Rewrite the items below with every "wooden utility pole" changed to "metal lamp post" and everything else kept the same. Leave the pictures out.

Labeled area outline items
>> Begin

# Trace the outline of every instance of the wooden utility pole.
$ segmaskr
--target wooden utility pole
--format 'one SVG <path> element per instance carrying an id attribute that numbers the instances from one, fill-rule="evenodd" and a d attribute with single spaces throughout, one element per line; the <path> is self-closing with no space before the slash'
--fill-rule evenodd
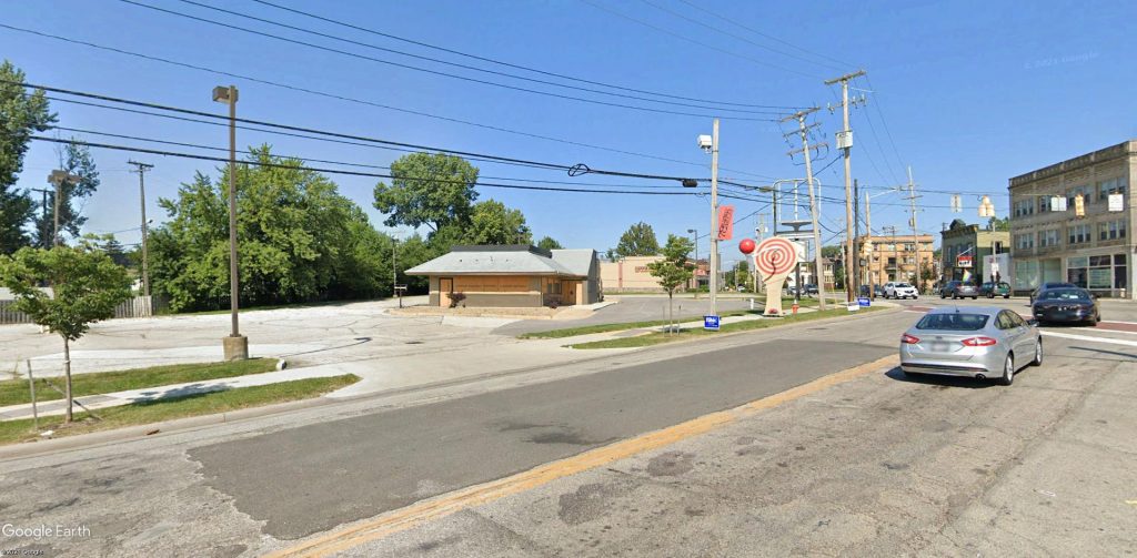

>> End

Worked answer:
# Trace the outline of every instance of the metal lamp post.
$ segmaskr
--target metal lamp post
--format 'one SVG <path> element per instance carrying an id attribute that numbers the instances from one, fill-rule="evenodd" and a d attribute with single spaces throughout, one element per line; the <path> is self-closing with no space before the slash'
--fill-rule evenodd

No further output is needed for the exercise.